Next step : gamma settings and a converter Image ->Gcode.

Following your progress with interest.

Tweakie.

Hi Tweakie,
It's a honor to have you since I red your laser project topic several years ago.

I made a python script to convert an image in Gcode, not that bad but more tuning is needed to get the fullscale gray level potential of my laser. Here's the code :
from PIL import Image, ImageOps

# --- PARAMÈTRES UTILISATEUR ---
input_image_path = "IMG_3901.jpg"
output_file = "IMG_3901.nc"

target_width_mm = 50.0   
feedrate = 3000         
line_step = 0.14         

min_power = 10            # Blanc / Gris très clair
max_power = 25           # Noir profond (Saturation à partir de 20)

# --- REGLAGE DU CONTRASTE ---
# gamma > 1.0 : éclaircit les gris moyens (donne plus de nuances dans les zones sombres)
gamma_correction = 1.6 

# --- CALIBRATION DYNAMIQUE ---
laser_latency_ms = 16.0
boost_at_3000 = -0.25
reference_feed = 1500.0
pre_move = 15.0         

# --- CALCUL DE L'OFFSET ---
base_offset = (feedrate * laser_latency_ms) / 60000
extra_boost = 0.0
if feedrate > reference_feed:
    extra_boost = boost_at_3000 * ((feedrate - reference_feed) / (3000.0 - reference_feed))
current_offset = base_offset + extra_boost

# --- TRAITEMENT IMAGE ---
img = Image.open(input_image_path).convert('L')

# 1. Égalisation et Contraste pour utiliser toute l'échelle de puissance
img = ImageOps.equalize(img)
img = ImageOps.autocontrast(img, cutoff=1)

# 2. Redimensionnement proportionnel
original_w, original_h = img.size
width_pixels = int(target_width_mm / line_step)
height_pixels = int(width_pixels * (original_h / original_w))
img = img.resize((width_pixels, height_pixels), Image.Resampling.LANCZOS)

real_width_mm = width_pixels * line_step
real_height_mm = height_pixels * line_step

# --- GÉNÉRATION G-CODE ---
gcode = []
gcode.append(f"( Image: {input_image_path} | Gamma: {gamma_correction} )")
gcode.append("G21 G90 G17 G94")
gcode.append("M3 M67 E0 Q0")

# Boucle de gravure (de bas en haut pour origine en bas à gauche)
for py in range(height_pixels - 1, -1, -1):
    y_pos = (height_pixels - 1 - py) * line_step
    is_forward = (py % 2 == 0)
   
    if is_forward:
        x_start, x_end, x_dir = 0.0, (width_pixels - 1) * line_step, 1
        x_range = range(width_pixels)
        corr = current_offset
    else:
        x_start, x_end, x_dir = (width_pixels - 1) * line_step, 0.0, -1
        x_range = range(width_pixels - 1, -1, -1)
        corr = -current_offset

    # Approche (Runway)
    gcode.append(f"G0 X{x_start - (pre_move * x_dir):.3f} Y{y_pos:.3f}")
    gcode.append(f"G1 X{x_start + corr:.3f} F{feedrate}")

    # Gravure de la ligne pixel par pixel
    for px in x_range:
        pixel_val = img.getpixel((px, py)) # 0 à 255
       
        # Inversion et Normalisation (0.0 à 1.0)
        norm_val = 1.0 - (pixel_val / 255.0)

• WHAT IS ASKED
1 - According to the laser engraving thread, what is the next step?
2 - In the laser engraving thread, swap "equalize" for "posterize" in the passage that starts at the words "current_offset = base_offset" and ends after "img = ImageOps.autocontrast(img, cutoff=1)".
3 - Shorten the paragraph of the laser engraving thread that begins "I made a python script" while keeping its main facts.
The data that follows comes from a separate source.

• AVAILABLE DATA
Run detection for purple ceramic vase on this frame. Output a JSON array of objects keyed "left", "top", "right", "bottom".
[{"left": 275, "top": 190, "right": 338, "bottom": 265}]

• RESPONSES BY TASK
1 - Gamma settings and a converter from image to G-code.

2 -
current_offset = base_offset + extra_boost

# --- TRAITEMENT IMAGE ---
img = Image.open(input_image_path).convert('L')

# 1. Égalisation et Contraste pour utiliser toute l'échelle de puissance
img = ImageOps.posterize(img)
img = ImageOps.autocontrast(img, cutoff=1)

3 - A Python script converts an image into G-code. It works reasonably well, but it needs more tuning to reach the laser's full grayscale range. The code follows.